Estratto della pagina:
<<<<
Alexis Tsipras, al contrario, ne è uscito più "ottimista" sulle sorti del suo paese (non del suo governo, forte dell'80% dei consensi popolari, in questo momento), e convinto di poter gestire "sovranamente" le scelte di politica economica. «È responsabilità sovrana del governo greco decidere le riforme necessarie e il loro contenuto è affare del governo greco». «Non abbiamo discusso del contenuto delle riforme e non è stata esercitata nessuna pressione». «Questo governo greco cerca di fare il meglio per i greci, gli chiedo di esser fiduciosi e di confidare in noi. Restiamo calmi, chi fa giochi sulle nostre banche e sul nostro sistema finanziario, chi cercherà di minarlo, fallirà. Penso che i greci non diano più retta a chi cerca di spaventarli».
Un po' presto, però, per dire - come ha fatto - che non verrà più chiesta l'applicazione delle misure concordate dalla Troika con il precedente esecutivo di centrodestra guidato da Antonis Samaras e che pertanto «le misure recessive sono finite». Ma certo qualcosina deve essere accaduto.
I due miliardi concessi - l'equivalente del miliardo e 900 milioni che Atene chiedeva alla Bce come quota del guadagno ottenuto da Francoforte con l'acquisto e la vendita dei titoli greci - proverranno dalla riserva di bilancio dei fondi Ue non utilizzati. Sul modo di spenderli, ha spiegato Jean-Claude Juncker (il presidente della Commissione, che ha sbloccato l'impasse mettendo sul tavolo questi fondi), «non saranno trasferiti allo Stato greco, ma potranno essere usati per rafforzare l’azione a sostegno della crescita e della coesione sociale per fronteggiare la disoccupazione giovanile». La motivazione, come ricordato, sta nella «crisi umanitaria che ha bisogno di un aiuto che venga dal budget europeo». Si tratta comunque di un prestito, anche se con la riduzione del tasso di cofinanziamento dello Stato greco al 5%.
>>>>
[Dati di localizzazione dei punti]
<<<<
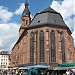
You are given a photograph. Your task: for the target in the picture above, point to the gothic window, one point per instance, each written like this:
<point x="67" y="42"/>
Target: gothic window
<point x="26" y="22"/>
<point x="32" y="47"/>
<point x="42" y="46"/>
<point x="62" y="47"/>
<point x="53" y="47"/>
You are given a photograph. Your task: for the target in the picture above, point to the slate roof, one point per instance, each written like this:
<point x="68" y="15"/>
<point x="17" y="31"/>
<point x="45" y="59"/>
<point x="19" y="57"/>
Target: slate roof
<point x="47" y="16"/>
<point x="26" y="11"/>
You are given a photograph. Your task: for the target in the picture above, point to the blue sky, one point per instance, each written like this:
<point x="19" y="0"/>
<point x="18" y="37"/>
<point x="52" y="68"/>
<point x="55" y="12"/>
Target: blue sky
<point x="10" y="17"/>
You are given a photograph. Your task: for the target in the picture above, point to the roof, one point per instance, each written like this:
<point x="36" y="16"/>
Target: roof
<point x="47" y="16"/>
<point x="49" y="9"/>
<point x="26" y="11"/>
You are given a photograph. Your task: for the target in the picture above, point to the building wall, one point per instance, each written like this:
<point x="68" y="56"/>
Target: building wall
<point x="21" y="51"/>
<point x="4" y="61"/>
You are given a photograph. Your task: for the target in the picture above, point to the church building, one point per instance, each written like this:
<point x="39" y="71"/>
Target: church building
<point x="45" y="39"/>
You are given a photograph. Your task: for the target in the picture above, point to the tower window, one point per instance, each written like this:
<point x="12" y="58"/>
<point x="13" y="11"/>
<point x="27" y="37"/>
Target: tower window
<point x="42" y="59"/>
<point x="53" y="47"/>
<point x="32" y="47"/>
<point x="26" y="22"/>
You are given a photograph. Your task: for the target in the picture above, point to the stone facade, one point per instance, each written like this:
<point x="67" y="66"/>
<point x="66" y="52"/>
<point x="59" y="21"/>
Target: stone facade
<point x="21" y="51"/>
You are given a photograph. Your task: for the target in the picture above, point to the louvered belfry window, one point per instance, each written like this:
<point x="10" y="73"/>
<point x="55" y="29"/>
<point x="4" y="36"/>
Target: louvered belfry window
<point x="42" y="59"/>
<point x="53" y="47"/>
<point x="62" y="47"/>
<point x="32" y="47"/>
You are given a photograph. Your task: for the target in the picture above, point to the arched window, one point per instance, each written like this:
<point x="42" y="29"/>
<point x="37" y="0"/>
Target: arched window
<point x="32" y="47"/>
<point x="42" y="46"/>
<point x="53" y="47"/>
<point x="62" y="47"/>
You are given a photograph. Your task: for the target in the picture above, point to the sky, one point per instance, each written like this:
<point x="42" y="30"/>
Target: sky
<point x="11" y="12"/>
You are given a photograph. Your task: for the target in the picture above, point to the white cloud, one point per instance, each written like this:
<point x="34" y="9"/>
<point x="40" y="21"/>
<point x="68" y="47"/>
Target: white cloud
<point x="73" y="35"/>
<point x="8" y="36"/>
<point x="20" y="9"/>
<point x="5" y="15"/>
<point x="67" y="9"/>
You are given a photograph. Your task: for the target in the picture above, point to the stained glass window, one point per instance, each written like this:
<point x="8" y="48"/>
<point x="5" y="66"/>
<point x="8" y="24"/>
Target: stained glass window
<point x="53" y="47"/>
<point x="42" y="59"/>
<point x="62" y="47"/>
<point x="32" y="47"/>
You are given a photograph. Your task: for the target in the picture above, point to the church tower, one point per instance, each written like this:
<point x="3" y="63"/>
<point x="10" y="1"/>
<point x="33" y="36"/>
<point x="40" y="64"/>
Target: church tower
<point x="25" y="20"/>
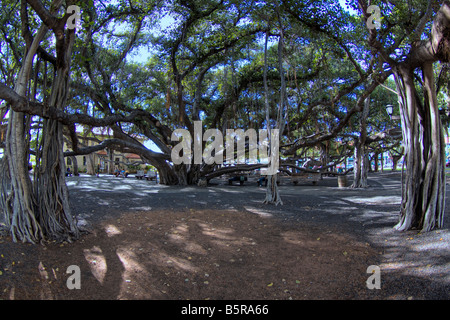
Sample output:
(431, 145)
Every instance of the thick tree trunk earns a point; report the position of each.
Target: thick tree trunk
(361, 158)
(423, 199)
(18, 201)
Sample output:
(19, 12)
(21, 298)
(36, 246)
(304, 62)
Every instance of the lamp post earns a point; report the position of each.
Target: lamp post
(390, 110)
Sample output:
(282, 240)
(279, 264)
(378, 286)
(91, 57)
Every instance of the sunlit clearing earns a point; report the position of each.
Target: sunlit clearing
(97, 262)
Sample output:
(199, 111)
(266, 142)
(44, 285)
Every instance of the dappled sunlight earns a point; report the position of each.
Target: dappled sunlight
(391, 200)
(97, 263)
(135, 277)
(111, 230)
(259, 212)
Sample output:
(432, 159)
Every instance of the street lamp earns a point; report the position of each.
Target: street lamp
(390, 110)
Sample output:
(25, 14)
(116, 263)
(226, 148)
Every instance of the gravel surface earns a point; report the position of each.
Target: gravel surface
(413, 265)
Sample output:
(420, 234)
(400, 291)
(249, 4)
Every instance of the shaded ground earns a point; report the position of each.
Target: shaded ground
(154, 242)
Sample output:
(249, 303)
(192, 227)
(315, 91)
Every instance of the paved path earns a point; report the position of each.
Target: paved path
(413, 265)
>>>>
Attività richieste:
(1) Quali persone vengono nominate per nome nell'estratto sulla Grecia? Elencale tutte.
(2) Come si traduce in inglese questa frase dell'estratto sulla Grecia: "Si tratta comunque di un prestito, anche se con la riduzione del tasso di cofinanziamento dello Stato greco al 5%."?
Queste righe sono materiale a sé, distinto dall'estratto.

Risposte alle attività:
(1)
- Alexis Tsipras
- Antonis Samaras
- Jean-Claude Juncker

(2) It is nonetheless a loan, albeit with the Greek state's co-financing rate reduced to 5%.